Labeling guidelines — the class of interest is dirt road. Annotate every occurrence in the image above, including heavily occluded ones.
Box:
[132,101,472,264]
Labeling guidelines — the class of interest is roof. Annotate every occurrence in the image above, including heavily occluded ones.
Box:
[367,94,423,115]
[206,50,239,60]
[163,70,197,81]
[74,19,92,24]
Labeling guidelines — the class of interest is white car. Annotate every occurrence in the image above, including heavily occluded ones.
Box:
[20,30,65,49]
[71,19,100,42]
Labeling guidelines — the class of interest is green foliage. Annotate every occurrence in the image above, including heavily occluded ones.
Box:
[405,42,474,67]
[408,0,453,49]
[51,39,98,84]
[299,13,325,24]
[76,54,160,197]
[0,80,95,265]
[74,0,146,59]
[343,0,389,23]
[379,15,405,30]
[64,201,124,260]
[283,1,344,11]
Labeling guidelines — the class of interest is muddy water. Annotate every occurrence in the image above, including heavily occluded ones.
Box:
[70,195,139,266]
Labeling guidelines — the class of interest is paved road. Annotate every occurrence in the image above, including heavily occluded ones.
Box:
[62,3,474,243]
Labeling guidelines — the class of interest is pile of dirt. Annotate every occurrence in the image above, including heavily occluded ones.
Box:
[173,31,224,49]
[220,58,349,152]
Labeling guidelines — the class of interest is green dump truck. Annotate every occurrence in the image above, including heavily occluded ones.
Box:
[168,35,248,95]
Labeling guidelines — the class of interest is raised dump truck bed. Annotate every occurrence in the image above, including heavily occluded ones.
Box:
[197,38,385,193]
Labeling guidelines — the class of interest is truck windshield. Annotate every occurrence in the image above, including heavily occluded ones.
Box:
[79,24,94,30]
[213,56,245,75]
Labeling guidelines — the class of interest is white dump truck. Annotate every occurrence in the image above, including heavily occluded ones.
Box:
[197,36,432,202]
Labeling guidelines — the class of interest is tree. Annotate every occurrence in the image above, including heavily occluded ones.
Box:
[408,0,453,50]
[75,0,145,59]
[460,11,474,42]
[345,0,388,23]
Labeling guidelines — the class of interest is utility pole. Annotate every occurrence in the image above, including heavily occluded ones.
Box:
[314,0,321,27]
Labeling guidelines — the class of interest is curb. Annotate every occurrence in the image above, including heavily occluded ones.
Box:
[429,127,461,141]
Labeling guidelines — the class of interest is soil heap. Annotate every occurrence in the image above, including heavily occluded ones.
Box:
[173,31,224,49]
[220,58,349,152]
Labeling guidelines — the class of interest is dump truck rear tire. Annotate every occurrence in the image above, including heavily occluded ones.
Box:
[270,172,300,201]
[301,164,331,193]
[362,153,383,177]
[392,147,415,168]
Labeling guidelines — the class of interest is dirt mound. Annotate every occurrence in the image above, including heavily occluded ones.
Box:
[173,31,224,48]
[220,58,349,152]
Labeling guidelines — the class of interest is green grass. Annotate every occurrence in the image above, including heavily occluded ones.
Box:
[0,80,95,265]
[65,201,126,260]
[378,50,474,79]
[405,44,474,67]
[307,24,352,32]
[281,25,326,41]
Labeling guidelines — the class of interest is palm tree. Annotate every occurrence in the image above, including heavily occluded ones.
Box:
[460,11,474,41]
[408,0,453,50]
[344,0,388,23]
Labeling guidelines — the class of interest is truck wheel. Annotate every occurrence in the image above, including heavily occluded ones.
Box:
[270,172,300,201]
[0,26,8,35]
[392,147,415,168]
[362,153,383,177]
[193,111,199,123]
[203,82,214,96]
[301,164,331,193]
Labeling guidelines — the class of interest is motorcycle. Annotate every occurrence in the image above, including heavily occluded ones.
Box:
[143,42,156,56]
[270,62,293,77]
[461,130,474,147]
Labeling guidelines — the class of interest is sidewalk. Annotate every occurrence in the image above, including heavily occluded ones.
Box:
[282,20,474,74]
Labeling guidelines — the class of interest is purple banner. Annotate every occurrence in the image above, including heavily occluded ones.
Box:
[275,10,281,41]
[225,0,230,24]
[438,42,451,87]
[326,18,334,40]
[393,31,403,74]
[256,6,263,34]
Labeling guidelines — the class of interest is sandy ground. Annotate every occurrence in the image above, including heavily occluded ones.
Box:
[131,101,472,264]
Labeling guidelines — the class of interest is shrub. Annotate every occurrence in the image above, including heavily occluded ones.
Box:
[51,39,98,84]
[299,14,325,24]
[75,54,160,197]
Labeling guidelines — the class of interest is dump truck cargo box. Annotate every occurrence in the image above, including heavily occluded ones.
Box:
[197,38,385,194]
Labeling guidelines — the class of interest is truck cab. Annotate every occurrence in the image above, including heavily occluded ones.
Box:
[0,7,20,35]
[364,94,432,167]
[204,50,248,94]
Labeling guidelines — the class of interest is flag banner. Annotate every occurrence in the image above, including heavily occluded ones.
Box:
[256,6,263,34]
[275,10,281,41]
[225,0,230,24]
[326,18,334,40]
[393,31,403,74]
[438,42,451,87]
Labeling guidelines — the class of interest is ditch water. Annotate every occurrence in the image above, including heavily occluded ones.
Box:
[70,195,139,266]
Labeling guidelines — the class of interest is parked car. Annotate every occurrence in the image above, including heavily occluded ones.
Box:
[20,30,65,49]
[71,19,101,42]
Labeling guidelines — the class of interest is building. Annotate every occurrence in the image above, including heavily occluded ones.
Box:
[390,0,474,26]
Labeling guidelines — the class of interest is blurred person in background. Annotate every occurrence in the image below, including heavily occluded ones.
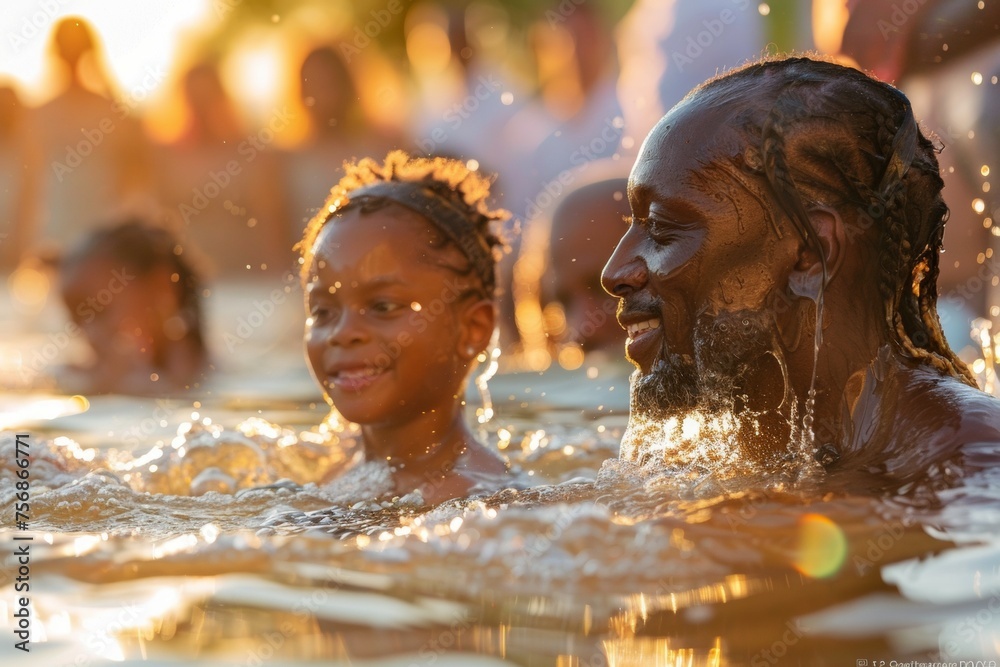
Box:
[29,18,150,256]
[813,0,1000,354]
[285,45,398,247]
[0,85,41,272]
[58,220,209,395]
[156,62,292,279]
[540,178,630,366]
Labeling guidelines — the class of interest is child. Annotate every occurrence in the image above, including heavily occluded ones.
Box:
[59,220,208,395]
[299,151,507,504]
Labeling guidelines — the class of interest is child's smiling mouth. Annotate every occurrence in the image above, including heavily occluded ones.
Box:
[327,366,388,392]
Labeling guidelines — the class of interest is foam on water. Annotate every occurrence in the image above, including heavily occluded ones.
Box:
[0,400,1000,665]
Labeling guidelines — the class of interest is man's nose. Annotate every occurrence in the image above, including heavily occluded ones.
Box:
[601,226,649,298]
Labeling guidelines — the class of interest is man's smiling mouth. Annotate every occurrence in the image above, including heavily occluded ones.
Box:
[625,318,660,339]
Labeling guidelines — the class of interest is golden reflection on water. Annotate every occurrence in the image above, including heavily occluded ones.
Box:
[600,636,723,667]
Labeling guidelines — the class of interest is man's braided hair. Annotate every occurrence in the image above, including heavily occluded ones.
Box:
[691,58,976,386]
[296,150,509,298]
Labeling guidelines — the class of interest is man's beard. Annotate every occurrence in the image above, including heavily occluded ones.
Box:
[629,311,777,420]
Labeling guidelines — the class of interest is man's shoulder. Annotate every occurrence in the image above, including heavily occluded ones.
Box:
[899,369,1000,446]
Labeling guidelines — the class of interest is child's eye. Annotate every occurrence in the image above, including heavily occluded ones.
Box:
[309,304,333,323]
[372,299,402,315]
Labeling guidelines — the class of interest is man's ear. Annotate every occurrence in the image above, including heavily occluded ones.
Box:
[458,299,497,361]
[788,206,847,299]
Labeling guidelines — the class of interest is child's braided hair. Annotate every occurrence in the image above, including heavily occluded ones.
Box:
[296,150,509,298]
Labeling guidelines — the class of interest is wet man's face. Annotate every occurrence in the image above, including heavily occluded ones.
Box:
[602,97,798,415]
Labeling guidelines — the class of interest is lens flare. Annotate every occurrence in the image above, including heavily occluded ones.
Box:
[793,514,847,579]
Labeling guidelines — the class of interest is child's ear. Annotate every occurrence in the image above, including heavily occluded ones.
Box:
[788,206,847,299]
[458,299,497,361]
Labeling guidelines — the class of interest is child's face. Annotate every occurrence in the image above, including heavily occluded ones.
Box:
[305,205,478,425]
[62,259,162,364]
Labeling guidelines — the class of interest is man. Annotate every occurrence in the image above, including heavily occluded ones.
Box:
[602,58,1000,488]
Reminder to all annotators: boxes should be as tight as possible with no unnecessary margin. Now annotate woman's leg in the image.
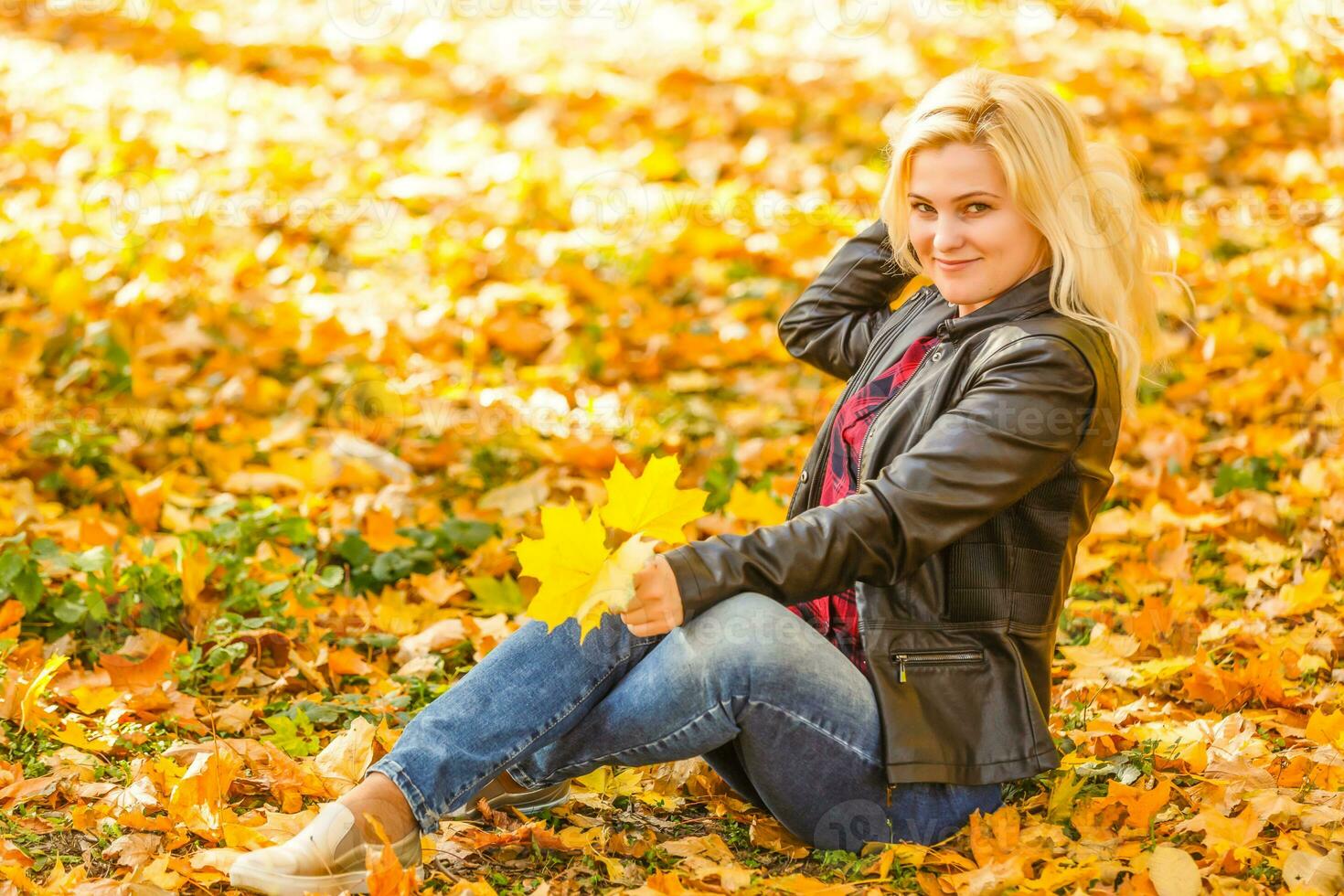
···
Can you write out the records again, beginning at their first line and stopping after the line that contains "[213,56,245,75]", with "dump truck" switched to "tipper truck" and everything else unchanged?

▶ [In response]:
Labeling guidelines — the class of interest is dirt road. Annotate every occurrence in the image above, including heavily occluded ones.
Box:
[132,101,472,264]
Labeling guidelines — the class of interest is roof. Annotate every occurrence in the image above, including heavily occluded ones.
Box:
[367,94,423,115]
[206,50,239,60]
[163,70,197,81]
[74,19,92,24]
Labeling guidelines — the class of interest is white car. Annotate every occurrence in the image above, including heavily occluded ones.
Box:
[20,30,65,49]
[71,19,100,42]
Labeling guidelines — the class of interest is green foliage. Annotate every occurrence in the image above, including heavily occluded ones.
Box:
[405,42,474,67]
[408,0,453,49]
[51,39,98,84]
[299,13,325,24]
[76,54,160,197]
[0,80,95,265]
[74,0,146,59]
[343,0,389,23]
[379,15,405,30]
[64,201,124,260]
[283,1,344,11]
Labeling guidelines — the class of interest is muddy water. Annotate every occurrence in the image above, including heavily occluded ones.
Box:
[70,195,139,266]
Labeling guidelines — the class of interest is paved road. Annotate every occurrence in the image above, including heavily occluded ones.
Box:
[62,3,474,243]
Labeling guidelines — the class of interest is pile of dirt. Annotate every occurrence in the image above, including heavily occluded ones.
Box:
[173,31,224,49]
[220,58,349,152]
Labeling guidelines — the class of interest is green tipper truck. Annotate every occurrence in the image above, including heavily occluded ones.
Box:
[168,35,248,95]
Labeling guidelines — the class of interest is raised tipper truck bed. Annotate every occurrence in the image above, including heavily occluded ones.
Box:
[197,38,385,193]
Labeling guidelines — the class of interest is truck windshield. Annotate every occurrence in the image above, including heavily occluded ones.
Box:
[79,24,94,30]
[213,56,245,75]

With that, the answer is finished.